» Problem requirements
Every line of the material below should be repeated exactly.

(Saved entries)
◆ ◆ ◆ ◆ ◆

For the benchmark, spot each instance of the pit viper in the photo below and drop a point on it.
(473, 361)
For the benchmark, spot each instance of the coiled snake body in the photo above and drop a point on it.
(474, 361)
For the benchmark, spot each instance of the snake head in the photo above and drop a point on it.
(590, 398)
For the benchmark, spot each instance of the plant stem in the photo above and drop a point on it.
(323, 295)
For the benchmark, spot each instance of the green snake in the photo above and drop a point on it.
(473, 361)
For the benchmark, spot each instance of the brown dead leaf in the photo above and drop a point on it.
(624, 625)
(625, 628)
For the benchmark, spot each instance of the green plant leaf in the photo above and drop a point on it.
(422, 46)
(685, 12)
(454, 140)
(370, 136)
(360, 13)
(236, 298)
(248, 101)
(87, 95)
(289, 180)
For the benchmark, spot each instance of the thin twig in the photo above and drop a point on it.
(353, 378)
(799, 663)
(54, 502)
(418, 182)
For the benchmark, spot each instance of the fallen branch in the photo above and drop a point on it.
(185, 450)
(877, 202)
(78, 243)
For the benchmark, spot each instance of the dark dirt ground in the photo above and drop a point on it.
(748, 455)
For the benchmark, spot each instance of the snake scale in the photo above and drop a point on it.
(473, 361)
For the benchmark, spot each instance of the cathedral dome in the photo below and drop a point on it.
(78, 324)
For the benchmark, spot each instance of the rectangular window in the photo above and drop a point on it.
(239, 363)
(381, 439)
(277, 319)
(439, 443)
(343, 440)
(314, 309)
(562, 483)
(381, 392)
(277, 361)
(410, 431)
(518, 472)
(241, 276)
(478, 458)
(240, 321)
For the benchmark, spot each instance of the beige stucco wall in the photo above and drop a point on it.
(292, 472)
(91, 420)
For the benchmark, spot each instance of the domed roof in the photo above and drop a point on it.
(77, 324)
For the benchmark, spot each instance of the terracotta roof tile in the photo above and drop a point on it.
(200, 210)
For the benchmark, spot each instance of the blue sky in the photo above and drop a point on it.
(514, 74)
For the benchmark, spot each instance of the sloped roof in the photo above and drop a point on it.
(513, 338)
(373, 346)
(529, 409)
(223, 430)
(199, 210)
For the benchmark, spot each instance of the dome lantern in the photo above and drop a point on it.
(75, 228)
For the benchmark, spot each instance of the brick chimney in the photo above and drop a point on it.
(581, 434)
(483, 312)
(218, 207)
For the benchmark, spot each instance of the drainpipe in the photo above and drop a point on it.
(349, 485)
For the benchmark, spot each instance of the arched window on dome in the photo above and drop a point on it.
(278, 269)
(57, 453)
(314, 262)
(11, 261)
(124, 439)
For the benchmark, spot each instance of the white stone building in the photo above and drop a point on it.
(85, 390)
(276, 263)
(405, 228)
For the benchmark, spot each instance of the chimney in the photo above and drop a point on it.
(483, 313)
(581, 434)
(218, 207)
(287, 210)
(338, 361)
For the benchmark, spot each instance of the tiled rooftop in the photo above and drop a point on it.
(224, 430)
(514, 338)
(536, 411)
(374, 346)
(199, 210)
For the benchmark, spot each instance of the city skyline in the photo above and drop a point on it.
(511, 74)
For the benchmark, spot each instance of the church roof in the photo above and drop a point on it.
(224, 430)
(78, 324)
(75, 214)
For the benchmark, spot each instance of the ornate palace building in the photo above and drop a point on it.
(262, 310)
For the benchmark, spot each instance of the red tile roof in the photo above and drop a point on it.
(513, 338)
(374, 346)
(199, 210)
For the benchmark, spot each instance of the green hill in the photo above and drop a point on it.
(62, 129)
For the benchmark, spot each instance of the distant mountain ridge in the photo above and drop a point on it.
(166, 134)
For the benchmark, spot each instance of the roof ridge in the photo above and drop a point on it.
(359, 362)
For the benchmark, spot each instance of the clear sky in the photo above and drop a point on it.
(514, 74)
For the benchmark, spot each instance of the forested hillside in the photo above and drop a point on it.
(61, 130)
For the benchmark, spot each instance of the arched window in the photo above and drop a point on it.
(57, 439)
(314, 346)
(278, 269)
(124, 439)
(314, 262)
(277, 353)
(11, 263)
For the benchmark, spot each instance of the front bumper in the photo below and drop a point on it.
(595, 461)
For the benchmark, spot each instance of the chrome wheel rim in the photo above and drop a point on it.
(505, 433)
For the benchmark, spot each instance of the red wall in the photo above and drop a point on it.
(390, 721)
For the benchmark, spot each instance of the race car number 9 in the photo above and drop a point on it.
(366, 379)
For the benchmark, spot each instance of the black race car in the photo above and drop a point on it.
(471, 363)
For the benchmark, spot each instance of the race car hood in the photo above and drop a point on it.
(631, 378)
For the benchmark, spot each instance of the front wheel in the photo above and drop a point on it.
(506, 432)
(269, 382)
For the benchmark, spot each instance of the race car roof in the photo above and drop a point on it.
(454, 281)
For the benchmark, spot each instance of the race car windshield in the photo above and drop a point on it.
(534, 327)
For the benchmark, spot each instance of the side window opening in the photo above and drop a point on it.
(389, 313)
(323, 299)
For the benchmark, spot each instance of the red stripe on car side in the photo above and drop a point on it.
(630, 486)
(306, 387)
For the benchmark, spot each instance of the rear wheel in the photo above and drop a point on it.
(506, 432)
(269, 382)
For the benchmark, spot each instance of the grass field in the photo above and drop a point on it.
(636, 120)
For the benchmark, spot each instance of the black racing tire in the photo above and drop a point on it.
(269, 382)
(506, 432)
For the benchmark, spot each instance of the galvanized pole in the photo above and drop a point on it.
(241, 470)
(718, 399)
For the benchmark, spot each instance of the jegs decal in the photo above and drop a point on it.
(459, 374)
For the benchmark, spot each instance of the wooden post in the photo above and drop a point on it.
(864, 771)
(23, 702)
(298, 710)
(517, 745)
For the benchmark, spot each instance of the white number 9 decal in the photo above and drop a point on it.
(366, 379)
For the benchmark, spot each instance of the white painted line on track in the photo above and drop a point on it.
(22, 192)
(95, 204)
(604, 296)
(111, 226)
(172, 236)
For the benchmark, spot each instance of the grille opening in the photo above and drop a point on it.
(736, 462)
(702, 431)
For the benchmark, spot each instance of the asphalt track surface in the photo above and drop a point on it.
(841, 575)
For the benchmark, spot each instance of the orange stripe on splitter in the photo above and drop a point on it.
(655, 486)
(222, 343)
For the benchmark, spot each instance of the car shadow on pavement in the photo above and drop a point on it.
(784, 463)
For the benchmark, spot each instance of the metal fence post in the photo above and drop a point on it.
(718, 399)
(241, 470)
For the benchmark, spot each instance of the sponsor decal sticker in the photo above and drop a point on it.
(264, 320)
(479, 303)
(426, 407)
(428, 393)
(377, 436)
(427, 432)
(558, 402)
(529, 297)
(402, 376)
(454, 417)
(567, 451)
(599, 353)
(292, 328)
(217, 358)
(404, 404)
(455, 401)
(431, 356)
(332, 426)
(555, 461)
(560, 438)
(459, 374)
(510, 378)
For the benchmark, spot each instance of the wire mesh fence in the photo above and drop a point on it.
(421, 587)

◆ ◆ ◆ ◆ ◆

» Reply
For the benchmark, spot each instance of the pit viper in the photo below and drop a point on it.
(473, 361)
For the benchmark, spot each instance of the coiled snake body in the photo above and drop a point on it.
(474, 361)
For the benchmark, spot each instance of the snake head in the photo above and drop a point on it.
(590, 398)
For the benchmark, spot each instance of the plant stem in the photo above and drop a point on it.
(323, 295)
For the benchmark, spot each instance of the green snake in the photo above and drop a point on it.
(473, 361)
For the benchmark, spot each instance of the brown dead leaf in the photo above and drop a point on it.
(624, 625)
(625, 628)
For the benchmark, spot each instance of the green plant leaf in the photo above and drop a point on it.
(422, 46)
(685, 12)
(454, 140)
(370, 136)
(360, 13)
(236, 298)
(248, 101)
(87, 95)
(289, 180)
For the benchmark, spot each instance of the thin twig in the photo above and drop a point on it.
(353, 378)
(799, 663)
(54, 502)
(418, 182)
For the benchmark, spot each instance of the fallen branch in the photo above and drop a point on it.
(185, 450)
(877, 202)
(78, 243)
For the benchmark, spot each instance of the dark dirt ground in the photo above and drop a point on it.
(748, 455)
For the benchmark, spot each instance of the snake scale in the photo above and drop a point on it.
(473, 361)
For the benchmark, spot each instance of the cathedral dome in the photo below and drop a point on it.
(78, 324)
For the benchmark, spot each instance of the rectangular window in the photo above and drop a point on it.
(239, 363)
(381, 439)
(277, 319)
(439, 443)
(343, 440)
(314, 309)
(562, 483)
(381, 392)
(277, 361)
(410, 431)
(518, 472)
(241, 276)
(478, 458)
(240, 321)
For the benchmark, spot each instance of the beige stucco wall in the photo above and drop a point on it.
(292, 472)
(91, 420)
For the benchmark, spot each instance of the domed roof in the photo above and drop a point on it.
(77, 324)
For the benchmark, spot each instance of the terracotta roof tile in the photo above and drop a point on it.
(200, 210)
For the benchmark, spot each instance of the blue sky in the photo above and drop a point on it.
(514, 74)
For the benchmark, spot each instance of the sloped roof in the photo above and drop a point on it.
(513, 338)
(373, 346)
(529, 409)
(223, 430)
(199, 210)
For the benchmark, spot each instance of the dome lantern in the photo above and drop a point on it.
(75, 228)
For the benchmark, spot each instance of the brick chimney in the photo above and drop a point on it.
(581, 434)
(483, 312)
(218, 207)
For the benchmark, spot each instance of the drainpipe in the photo above and drop a point on it.
(349, 485)
For the benchmark, spot each instance of the arched window on dome in the photo above and drop a point on it.
(278, 269)
(57, 453)
(314, 262)
(11, 261)
(124, 439)
For the benchmark, spot each instance of the white stone building in the photo above and drop a point on it.
(85, 390)
(276, 263)
(405, 228)
For the benchmark, spot each instance of the chimney in the photo above and drop a point on it.
(483, 313)
(581, 434)
(218, 207)
(287, 210)
(338, 361)
For the benchmark, spot each instance of the tiled rooftop in the photo above and drop a point on it.
(224, 430)
(514, 338)
(536, 411)
(374, 346)
(199, 210)
For the benchmark, spot each instance of the city skyline in the photo above and drop a point on it.
(511, 74)
For the benchmark, spot each instance of the church roof in the photo above and drop a point on it.
(224, 430)
(78, 324)
(75, 214)
For the benchmark, spot each instance of the ornate palace building in the photo above and drop a point on it.
(262, 310)
For the benchmark, spot each instance of the red tile roof in the photo above and drop a point on it.
(513, 338)
(374, 346)
(199, 210)
For the benchmark, spot each instance of the green hill in the photo above and drop a point on it.
(62, 129)
For the benchmark, spot each instance of the distant mountain ridge in the photo above and drop a point on it.
(166, 134)
For the benchmark, spot each instance of the roof ridge in the photo above and drop a point on it.
(359, 362)
For the benchmark, spot each instance of the clear sky in the photo above and drop a point on it.
(514, 74)
For the benchmark, spot each instance of the forested hillside in the photo above and drop a point on it.
(61, 130)
For the benchmark, spot each instance of the arched window in the photo above and drop a point on it.
(57, 439)
(314, 346)
(278, 269)
(124, 439)
(314, 262)
(277, 353)
(11, 263)
For the benchmark, spot each instance of the front bumper in the photo below and drop a point on it.
(595, 461)
For the benchmark, spot each instance of the chrome wheel rim in the photo above and drop a point on it.
(505, 433)
For the benchmark, spot each instance of the red wall in the photo above and drop a point on it.
(390, 721)
For the benchmark, spot each instance of the race car number 9 in the photo above and drop a point on it.
(366, 379)
For the benchmark, spot each instance of the black race car in the photo above and drop a point on it.
(471, 363)
For the benchmark, spot each instance of the race car hood in the photo above and drop a point on it.
(631, 378)
For the benchmark, spot each instance of the front wheel in the photo above and drop a point on it.
(506, 432)
(269, 382)
For the benchmark, spot each instance of the race car roof in the photo above and drop a point on it.
(454, 281)
For the benchmark, spot each instance of the race car windshield in the photo above and drop a point on it.
(534, 327)
For the benchmark, spot each instance of the side window opening in the photo above and drop a point on it.
(389, 313)
(323, 299)
For the benchmark, spot each instance of the red stripe on car side in the photo above and drop a point on it.
(630, 486)
(306, 387)
For the benchmark, spot each instance of the rear wheel in the photo above and drop a point on it.
(506, 432)
(269, 382)
For the benchmark, spot each instance of the grass field in the photo above and drop a point on it.
(636, 120)
For the benchmark, spot each instance of the black racing tire in the photo above and drop a point on it.
(269, 382)
(506, 432)
For the benchmark, spot each instance of the galvanized pole in the photo above and drop a point on it.
(241, 470)
(718, 399)
For the benchmark, spot each instance of the jegs decal in the photo above and drop a point on it.
(459, 374)
For the benchmark, spot each instance of the wooden post in the photo above and drop a point on it.
(864, 771)
(23, 702)
(298, 710)
(517, 745)
For the benchmark, spot each instance of the white number 9 decal in the photo above and drop a point on it.
(366, 379)
For the benchmark, spot each instance of the white painted line on track in the photo above and drop a point on it.
(22, 192)
(95, 204)
(604, 296)
(111, 226)
(172, 236)
For the benchmark, spot each instance of the grille opening in the photo above and drop a point on it.
(736, 462)
(702, 431)
For the benchmark, spot each instance of the asphalt track surface in the photo above and drop a point on it.
(841, 575)
For the benchmark, spot each instance of the orange stripe on splitter in the photo above and drop a point on it.
(655, 486)
(222, 343)
For the benchmark, spot each instance of the car shadow on pavement in the photo above and drop a point on it.
(784, 463)
For the benchmark, spot each instance of the metal fence post in the photo above and drop a point on it.
(718, 399)
(241, 470)
For the benchmark, spot each instance of the sponsor decal sticker in the photo above and drop a point on it.
(264, 320)
(479, 303)
(426, 407)
(428, 393)
(377, 436)
(427, 432)
(558, 402)
(529, 297)
(402, 376)
(454, 417)
(567, 451)
(599, 353)
(292, 328)
(217, 358)
(404, 404)
(455, 401)
(431, 356)
(332, 426)
(555, 461)
(560, 438)
(459, 374)
(510, 378)
For the benchmark, spot each instance of the wire mesh fence in the photo above and drop a point on it.
(421, 587)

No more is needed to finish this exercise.